Goal
From the line with "the man's beard" through the final line, transcribe the material below character for character; include no other lines.
::: Given entries
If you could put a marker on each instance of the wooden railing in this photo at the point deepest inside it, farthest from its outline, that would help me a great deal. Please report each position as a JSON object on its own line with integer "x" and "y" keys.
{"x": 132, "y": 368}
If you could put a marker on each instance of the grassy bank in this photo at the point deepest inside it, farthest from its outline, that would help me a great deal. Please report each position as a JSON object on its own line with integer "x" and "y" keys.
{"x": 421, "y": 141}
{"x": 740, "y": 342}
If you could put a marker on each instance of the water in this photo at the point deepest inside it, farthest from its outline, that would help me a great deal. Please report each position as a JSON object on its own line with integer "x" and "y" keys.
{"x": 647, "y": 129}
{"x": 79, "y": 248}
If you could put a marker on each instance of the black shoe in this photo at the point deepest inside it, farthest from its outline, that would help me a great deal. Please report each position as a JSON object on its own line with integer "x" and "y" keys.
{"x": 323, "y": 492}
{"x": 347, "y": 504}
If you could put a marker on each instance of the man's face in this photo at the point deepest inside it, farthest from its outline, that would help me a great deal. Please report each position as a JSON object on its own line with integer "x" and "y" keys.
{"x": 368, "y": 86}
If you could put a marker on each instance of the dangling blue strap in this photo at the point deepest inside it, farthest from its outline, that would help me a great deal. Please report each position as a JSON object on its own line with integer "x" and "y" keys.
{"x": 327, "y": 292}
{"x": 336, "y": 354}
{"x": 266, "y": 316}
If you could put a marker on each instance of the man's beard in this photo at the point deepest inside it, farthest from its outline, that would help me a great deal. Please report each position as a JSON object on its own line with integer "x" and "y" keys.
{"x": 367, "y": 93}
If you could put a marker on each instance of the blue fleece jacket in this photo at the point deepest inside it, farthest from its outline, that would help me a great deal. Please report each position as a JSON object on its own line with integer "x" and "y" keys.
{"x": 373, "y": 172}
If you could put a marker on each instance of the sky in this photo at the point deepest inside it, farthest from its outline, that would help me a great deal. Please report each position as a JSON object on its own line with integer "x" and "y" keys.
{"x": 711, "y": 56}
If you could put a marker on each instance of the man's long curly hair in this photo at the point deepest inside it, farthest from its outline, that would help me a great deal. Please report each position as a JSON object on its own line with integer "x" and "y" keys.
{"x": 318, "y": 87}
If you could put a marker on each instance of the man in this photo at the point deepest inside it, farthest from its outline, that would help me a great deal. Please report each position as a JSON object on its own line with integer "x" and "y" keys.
::::::
Result below
If you could put a marker on each instance of the man's beard in this photo at the point deepest inside it, farthest from its outline, that would help me a great deal. Please report each position as a JSON object on its own line with integer "x" and "y" keys.
{"x": 367, "y": 93}
If you could put a marker on each instance of the blue fleece jacket in this photo at the point deepest inside it, farthest from its outline, that would help me a great deal. Please report each position as a JSON object on its own line with integer "x" and "y" keys.
{"x": 373, "y": 172}
If you could put a marker on each instance of the sky in this photo at the point deepest inside it, farthest from its outline, that would help me a great deal. Please report each position as a JSON object on its own line with integer "x" and "y" keys.
{"x": 711, "y": 56}
If you could put a marker on each instance of the man's long curly hair in this photo at the point deepest inside it, farthest from its outline, that would help me a great deal. Please report each position as a JSON object on its own line with integer "x" and "y" keys.
{"x": 318, "y": 87}
If you could put a marker on each instance of the man in this photo at the point deepest inside it, farthest from its outline, that would help me a great deal. Please report each position as a JSON object on its own line with integer "x" and "y" keys.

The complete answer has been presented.